CONSIGNE ÉCRITE A ▸ Repérez, dans les enregistrements ci-dessous, chaque ligne où figure la chaîne « lemon », puis recopiez ces lignes.

La marine peut donc à présent regarder plus sereinement l’avenir dans un monde de plus en plus menaçant, dont l’économie bascule vers la zone indo-pacifique. Pour mémoire, en 2030, cette zone représentera 40 % du PIB mondial. La territorialisation et la contestation rendue possible, y compris par la force des espaces maritimes, nous imposent de renforcer nos outils de souveraineté à l’intérieur de nos onze millions de kilomètres carrés de ZEE.
Outre-mer, le remplacement de nos frégates de surveillance par des navires d’environ 3 000 tonnes devrait débuter à l’horizon 2030. Pouvez-vous nous éclairer sur la nature de l’armement de ces bâtiments et l’évolution du projet de construction de ces corvettes ? Nous avons d’ailleurs voté un amendement largement porté par plusieurs de nos collègues présents ce matin, qui, constatant les lacunes créées par la disparition des bâtiments de transport légers (Batral), envisage la construction de ce type de bateau. La définition du besoin est-elle en cours ?

(Extraits d'un jeu de données de pointage)
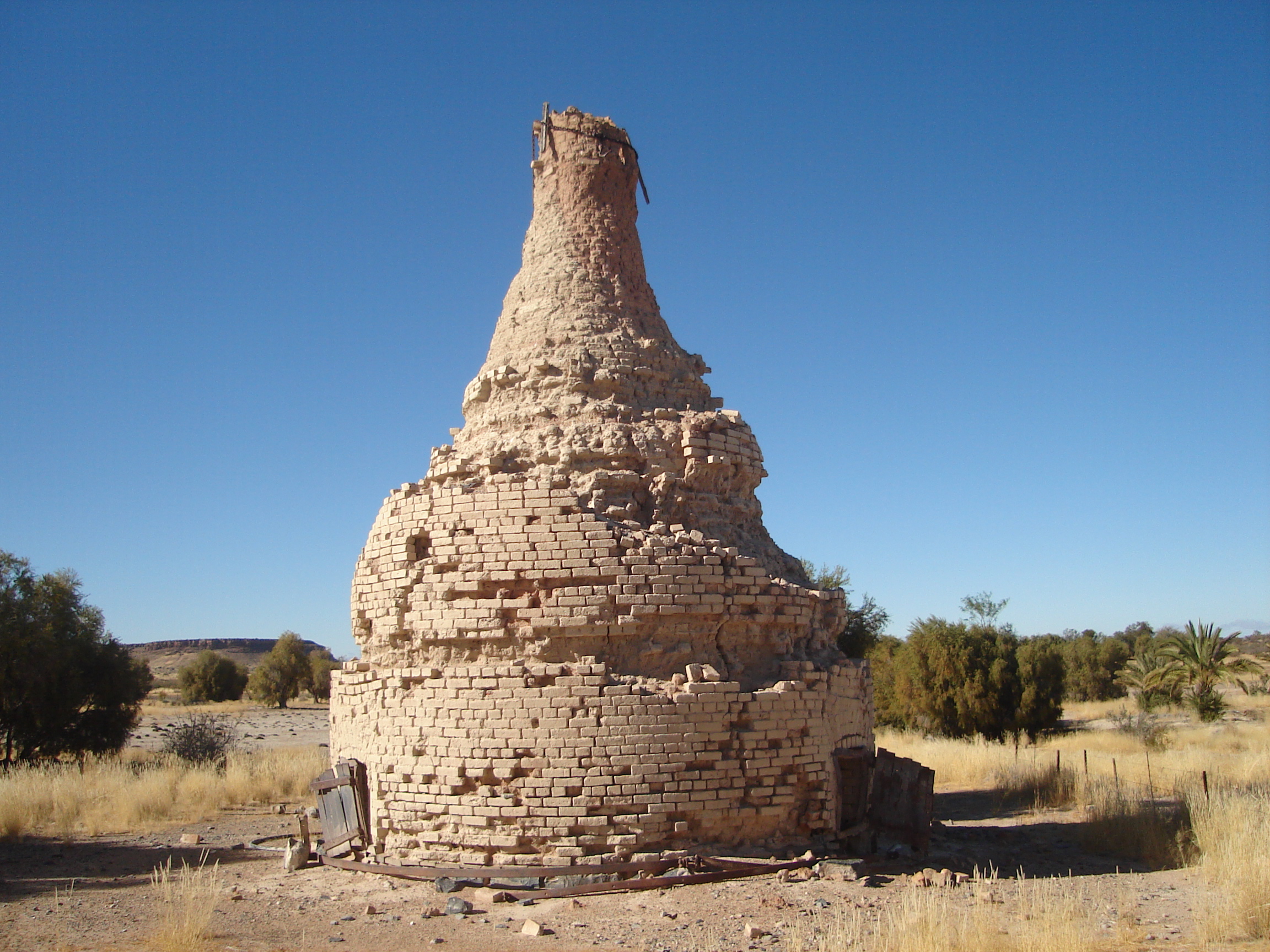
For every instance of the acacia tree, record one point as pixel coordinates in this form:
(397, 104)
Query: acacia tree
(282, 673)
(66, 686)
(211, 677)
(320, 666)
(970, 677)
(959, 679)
...
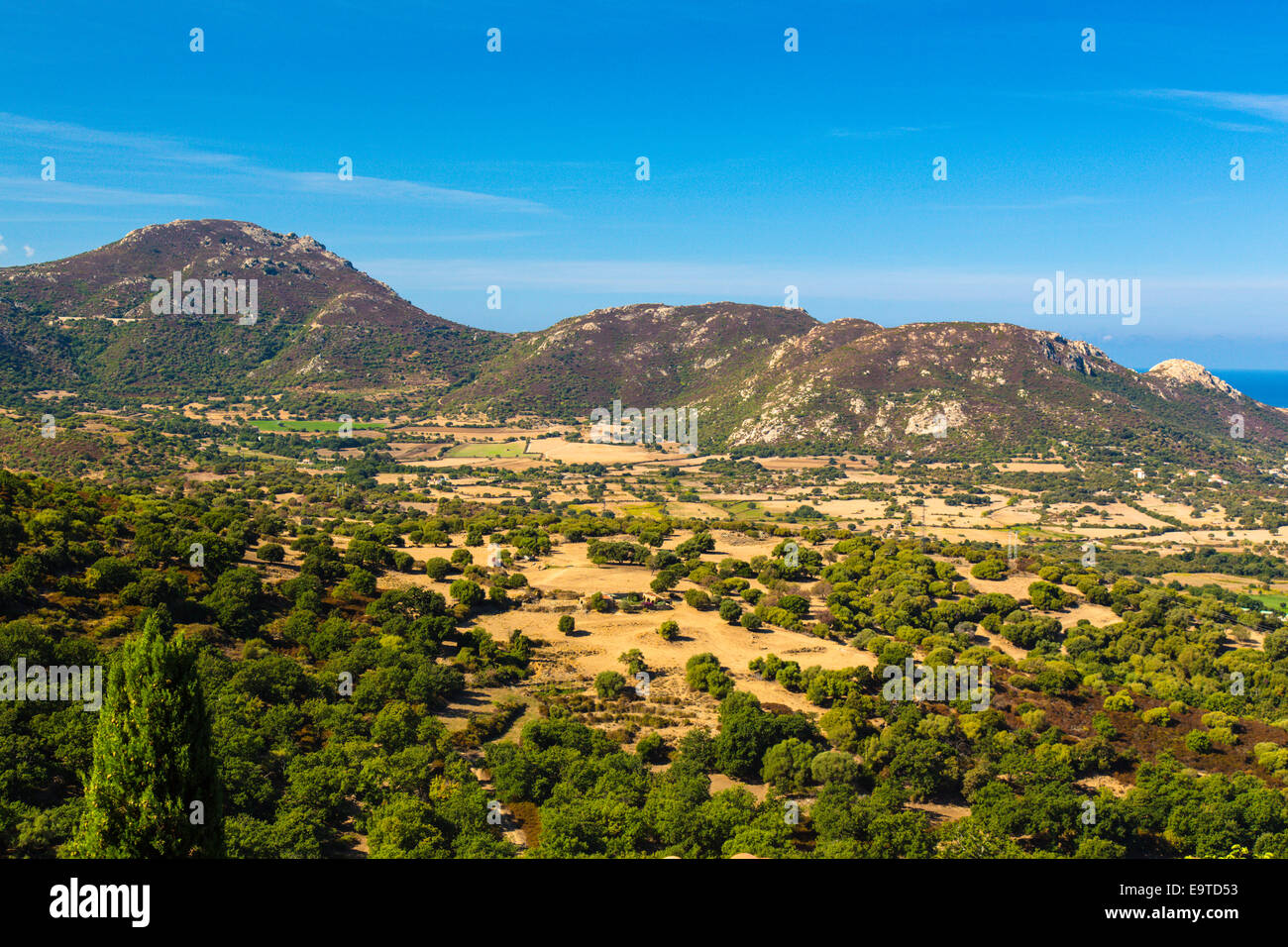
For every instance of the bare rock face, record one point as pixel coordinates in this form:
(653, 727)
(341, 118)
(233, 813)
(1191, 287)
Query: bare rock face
--
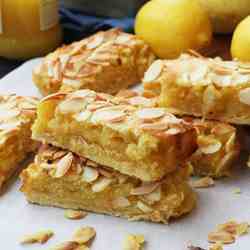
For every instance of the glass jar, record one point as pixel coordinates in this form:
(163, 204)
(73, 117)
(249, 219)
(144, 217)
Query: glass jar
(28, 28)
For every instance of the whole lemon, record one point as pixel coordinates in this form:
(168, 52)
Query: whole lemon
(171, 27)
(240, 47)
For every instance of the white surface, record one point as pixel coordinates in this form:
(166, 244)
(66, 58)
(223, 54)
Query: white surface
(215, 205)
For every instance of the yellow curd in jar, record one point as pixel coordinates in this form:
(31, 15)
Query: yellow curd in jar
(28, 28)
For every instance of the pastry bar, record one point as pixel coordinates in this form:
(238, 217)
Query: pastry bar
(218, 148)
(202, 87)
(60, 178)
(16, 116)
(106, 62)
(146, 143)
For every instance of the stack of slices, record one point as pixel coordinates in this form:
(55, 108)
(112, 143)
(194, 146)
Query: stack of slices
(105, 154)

CONSIGNE ÉCRITE B ▸ Citez le passage du texte sur la marine qui commence par « Outre-mer, le remplacement » et se poursuit jusqu'à « est-elle en cours ? ».

RÉPONSE COMPLÈTE A ▸
For every instance of the whole lemon, record one point as pixel coordinates in this form:
Query: whole lemon

RÉPONSE COMPLÈTE B ▸
Outre-mer, le remplacement de nos frégates de surveillance par des navires d’environ 3 000 tonnes devrait débuter à l’horizon 2030. Pouvez-vous nous éclairer sur la nature de l’armement de ces bâtiments et l’évolution du projet de construction de ces corvettes ? Nous avons d’ailleurs voté un amendement largement porté par plusieurs de nos collègues présents ce matin, qui, constatant les lacunes créées par la disparition des bâtiments de transport légers (Batral), envisage la construction de ce type de bateau. La définition du besoin est-elle en cours ?